Problem — Among the lines of the data, copy those that hold "background".

Information supplied Block Start

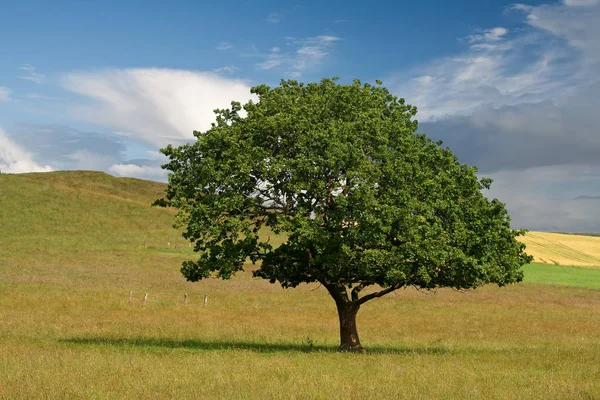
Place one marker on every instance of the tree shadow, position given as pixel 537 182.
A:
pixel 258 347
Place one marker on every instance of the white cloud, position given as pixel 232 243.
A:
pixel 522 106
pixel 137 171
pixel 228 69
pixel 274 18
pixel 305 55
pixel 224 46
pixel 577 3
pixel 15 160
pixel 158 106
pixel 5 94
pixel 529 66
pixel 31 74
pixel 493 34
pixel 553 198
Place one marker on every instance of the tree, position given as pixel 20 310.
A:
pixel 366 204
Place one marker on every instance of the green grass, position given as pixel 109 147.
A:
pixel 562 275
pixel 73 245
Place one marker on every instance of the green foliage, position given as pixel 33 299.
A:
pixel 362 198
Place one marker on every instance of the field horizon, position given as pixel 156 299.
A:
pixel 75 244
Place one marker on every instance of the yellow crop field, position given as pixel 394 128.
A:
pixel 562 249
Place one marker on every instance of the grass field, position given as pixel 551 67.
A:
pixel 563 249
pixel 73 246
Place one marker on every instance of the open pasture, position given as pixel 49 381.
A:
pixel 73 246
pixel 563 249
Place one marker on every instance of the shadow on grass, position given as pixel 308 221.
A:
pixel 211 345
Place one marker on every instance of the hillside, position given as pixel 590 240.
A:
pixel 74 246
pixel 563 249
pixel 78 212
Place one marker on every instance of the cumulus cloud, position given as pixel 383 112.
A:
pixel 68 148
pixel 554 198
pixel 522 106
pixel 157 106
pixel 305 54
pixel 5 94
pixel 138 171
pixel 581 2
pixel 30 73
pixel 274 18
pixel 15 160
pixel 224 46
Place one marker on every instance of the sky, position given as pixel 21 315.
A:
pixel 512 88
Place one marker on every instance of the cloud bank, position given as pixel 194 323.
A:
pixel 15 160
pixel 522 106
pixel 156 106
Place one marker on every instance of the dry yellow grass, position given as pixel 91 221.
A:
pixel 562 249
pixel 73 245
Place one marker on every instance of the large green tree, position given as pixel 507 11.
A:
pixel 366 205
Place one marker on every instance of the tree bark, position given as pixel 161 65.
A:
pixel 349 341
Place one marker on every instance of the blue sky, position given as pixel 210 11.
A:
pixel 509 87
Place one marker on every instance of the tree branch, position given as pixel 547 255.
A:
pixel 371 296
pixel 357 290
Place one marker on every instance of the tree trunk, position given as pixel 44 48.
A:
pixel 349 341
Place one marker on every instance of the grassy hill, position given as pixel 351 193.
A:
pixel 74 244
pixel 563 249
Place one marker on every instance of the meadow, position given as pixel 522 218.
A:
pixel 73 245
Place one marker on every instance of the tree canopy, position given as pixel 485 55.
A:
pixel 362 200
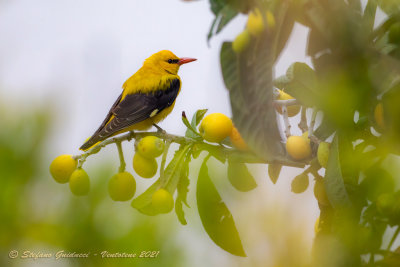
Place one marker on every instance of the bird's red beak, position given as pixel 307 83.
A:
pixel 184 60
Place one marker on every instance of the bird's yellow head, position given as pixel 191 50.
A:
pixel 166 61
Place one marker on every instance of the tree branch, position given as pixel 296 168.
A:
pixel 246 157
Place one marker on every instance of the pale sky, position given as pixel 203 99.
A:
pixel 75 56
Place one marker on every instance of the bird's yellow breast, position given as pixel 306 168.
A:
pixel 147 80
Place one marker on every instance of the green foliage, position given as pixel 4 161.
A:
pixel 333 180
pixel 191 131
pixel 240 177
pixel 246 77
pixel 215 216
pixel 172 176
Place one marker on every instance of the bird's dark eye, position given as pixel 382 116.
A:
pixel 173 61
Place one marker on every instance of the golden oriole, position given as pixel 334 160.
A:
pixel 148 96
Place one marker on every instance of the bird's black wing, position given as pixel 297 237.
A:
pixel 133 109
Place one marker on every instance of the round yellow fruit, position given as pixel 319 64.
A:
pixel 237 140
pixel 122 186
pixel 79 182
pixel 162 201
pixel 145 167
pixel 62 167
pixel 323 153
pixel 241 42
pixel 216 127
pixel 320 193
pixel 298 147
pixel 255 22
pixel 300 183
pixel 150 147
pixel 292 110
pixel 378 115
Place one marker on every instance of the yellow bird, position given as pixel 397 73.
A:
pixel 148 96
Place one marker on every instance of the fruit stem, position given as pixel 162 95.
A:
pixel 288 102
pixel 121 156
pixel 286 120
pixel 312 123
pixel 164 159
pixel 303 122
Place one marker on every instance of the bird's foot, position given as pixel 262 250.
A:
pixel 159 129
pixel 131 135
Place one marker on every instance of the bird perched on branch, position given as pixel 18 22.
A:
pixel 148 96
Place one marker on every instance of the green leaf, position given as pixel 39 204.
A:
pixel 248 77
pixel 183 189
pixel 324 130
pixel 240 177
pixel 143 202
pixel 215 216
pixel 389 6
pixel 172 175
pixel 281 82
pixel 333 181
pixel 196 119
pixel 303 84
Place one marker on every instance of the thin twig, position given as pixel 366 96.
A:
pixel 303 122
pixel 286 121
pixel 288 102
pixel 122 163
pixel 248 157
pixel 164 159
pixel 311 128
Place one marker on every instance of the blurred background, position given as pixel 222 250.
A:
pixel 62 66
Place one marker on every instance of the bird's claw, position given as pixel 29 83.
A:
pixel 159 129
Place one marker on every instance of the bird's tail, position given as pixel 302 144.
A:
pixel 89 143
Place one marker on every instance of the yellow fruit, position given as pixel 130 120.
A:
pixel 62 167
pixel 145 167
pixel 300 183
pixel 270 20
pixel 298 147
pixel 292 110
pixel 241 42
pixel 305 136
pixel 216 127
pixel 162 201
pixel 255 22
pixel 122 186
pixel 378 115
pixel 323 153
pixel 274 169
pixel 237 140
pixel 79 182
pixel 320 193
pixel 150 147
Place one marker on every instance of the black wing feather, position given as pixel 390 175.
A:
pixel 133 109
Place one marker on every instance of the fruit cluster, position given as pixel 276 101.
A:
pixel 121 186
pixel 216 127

Information supplied Block End
Information supplied Block Start

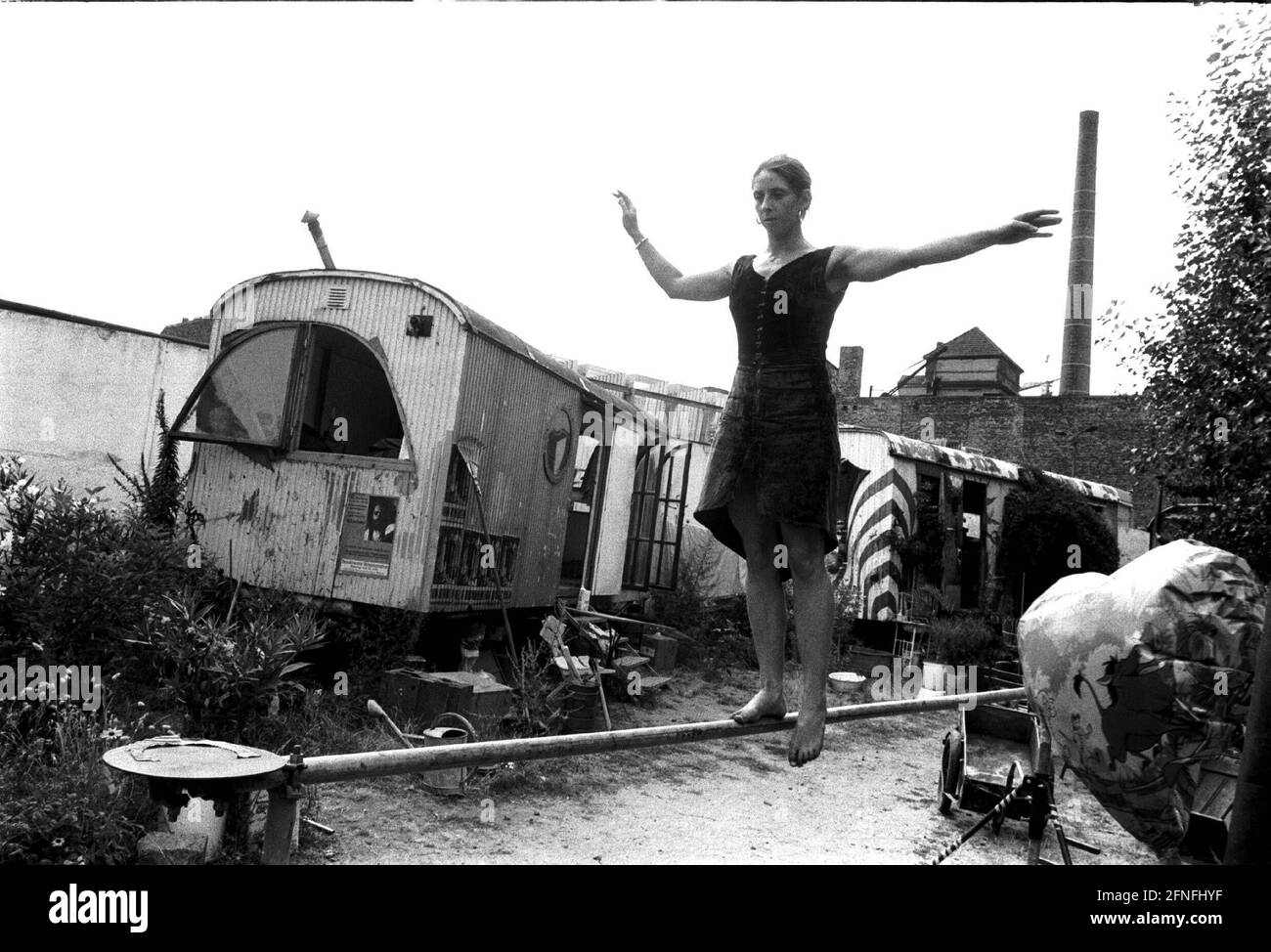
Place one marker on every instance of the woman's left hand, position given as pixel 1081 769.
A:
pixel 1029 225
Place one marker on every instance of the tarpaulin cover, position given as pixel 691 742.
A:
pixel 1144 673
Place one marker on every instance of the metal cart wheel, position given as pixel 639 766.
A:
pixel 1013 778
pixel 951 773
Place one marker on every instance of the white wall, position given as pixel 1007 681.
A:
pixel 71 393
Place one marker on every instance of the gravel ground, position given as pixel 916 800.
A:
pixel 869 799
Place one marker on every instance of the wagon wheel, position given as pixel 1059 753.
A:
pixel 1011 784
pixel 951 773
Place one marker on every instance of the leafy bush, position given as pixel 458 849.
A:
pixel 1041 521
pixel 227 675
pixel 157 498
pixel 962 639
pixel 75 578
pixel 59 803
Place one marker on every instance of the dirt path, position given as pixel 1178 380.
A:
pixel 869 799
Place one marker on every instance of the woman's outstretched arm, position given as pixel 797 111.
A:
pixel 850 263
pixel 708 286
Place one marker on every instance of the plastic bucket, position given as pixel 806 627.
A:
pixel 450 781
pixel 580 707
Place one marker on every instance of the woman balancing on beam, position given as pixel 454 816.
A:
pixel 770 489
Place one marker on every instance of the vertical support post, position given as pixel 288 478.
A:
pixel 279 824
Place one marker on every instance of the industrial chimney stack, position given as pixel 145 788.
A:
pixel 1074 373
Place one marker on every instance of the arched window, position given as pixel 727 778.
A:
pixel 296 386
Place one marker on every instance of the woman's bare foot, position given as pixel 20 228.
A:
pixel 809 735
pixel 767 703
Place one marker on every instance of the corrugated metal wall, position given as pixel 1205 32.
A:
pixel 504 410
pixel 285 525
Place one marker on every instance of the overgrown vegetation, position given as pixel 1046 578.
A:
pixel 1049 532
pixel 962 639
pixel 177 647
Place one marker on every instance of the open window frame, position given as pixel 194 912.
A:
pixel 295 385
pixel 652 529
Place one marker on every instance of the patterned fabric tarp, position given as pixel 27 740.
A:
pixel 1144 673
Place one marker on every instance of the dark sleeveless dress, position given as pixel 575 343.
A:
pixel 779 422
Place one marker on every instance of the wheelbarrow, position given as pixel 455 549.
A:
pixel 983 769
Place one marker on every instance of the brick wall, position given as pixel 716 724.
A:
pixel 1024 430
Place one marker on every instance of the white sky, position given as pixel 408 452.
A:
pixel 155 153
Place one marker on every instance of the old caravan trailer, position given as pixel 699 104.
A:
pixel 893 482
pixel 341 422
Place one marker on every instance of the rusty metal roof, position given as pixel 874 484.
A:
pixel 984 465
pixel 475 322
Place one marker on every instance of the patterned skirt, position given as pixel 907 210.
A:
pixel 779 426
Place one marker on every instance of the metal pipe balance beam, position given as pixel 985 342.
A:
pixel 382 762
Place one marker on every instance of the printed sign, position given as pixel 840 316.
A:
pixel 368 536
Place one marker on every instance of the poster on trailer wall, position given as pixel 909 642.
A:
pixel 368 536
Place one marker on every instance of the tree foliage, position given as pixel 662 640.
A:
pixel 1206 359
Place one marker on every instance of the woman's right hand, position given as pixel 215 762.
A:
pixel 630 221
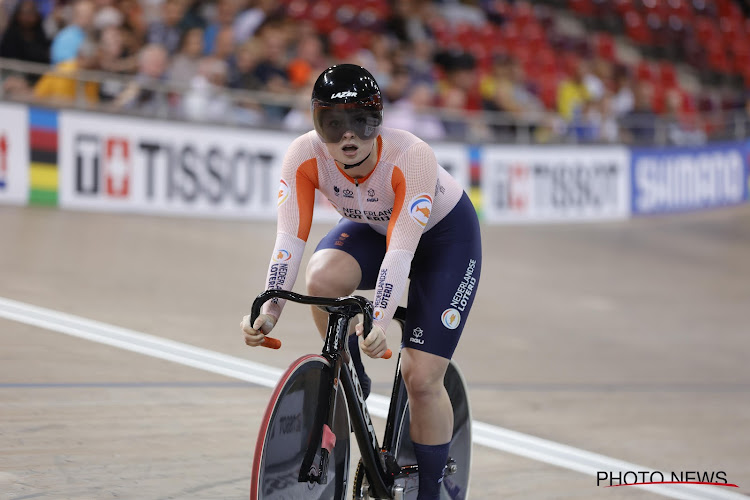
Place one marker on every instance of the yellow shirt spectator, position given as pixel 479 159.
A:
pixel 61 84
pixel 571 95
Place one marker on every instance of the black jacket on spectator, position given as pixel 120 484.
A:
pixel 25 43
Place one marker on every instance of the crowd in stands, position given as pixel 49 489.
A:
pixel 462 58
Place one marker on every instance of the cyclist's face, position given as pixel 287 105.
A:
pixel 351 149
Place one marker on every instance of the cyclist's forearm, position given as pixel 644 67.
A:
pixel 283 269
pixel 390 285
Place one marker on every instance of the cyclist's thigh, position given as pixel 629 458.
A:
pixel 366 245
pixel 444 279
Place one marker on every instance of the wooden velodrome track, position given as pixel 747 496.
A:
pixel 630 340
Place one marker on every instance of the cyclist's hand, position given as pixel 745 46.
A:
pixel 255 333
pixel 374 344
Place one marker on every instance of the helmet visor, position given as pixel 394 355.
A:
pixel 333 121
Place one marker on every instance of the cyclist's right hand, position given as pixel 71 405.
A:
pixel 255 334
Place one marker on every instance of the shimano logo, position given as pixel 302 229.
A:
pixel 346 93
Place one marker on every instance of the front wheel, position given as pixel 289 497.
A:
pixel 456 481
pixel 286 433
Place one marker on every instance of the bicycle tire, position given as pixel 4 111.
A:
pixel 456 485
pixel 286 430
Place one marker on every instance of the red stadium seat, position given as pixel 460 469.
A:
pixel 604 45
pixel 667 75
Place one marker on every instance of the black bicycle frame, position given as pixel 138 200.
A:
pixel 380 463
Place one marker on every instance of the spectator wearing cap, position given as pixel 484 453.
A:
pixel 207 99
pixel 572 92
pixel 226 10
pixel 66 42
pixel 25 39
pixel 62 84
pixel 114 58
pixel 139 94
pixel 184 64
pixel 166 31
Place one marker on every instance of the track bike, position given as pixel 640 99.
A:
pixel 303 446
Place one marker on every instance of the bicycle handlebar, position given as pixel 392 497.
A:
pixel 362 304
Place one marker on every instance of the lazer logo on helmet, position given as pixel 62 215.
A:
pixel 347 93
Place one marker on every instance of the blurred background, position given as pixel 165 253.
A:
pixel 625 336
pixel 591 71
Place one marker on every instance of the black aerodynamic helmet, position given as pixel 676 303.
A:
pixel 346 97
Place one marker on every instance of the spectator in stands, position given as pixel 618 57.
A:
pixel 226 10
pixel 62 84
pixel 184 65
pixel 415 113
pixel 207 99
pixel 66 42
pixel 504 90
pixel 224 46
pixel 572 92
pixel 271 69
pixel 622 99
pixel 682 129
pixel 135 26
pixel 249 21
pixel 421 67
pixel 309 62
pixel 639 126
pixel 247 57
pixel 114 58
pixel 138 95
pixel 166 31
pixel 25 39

Information supplied Block End

Finished exercise —
Place one marker on every instance of the blurred background, position given as pixel 222 250.
Place one marker on every instance of the blurred background, position given as pixel 165 253.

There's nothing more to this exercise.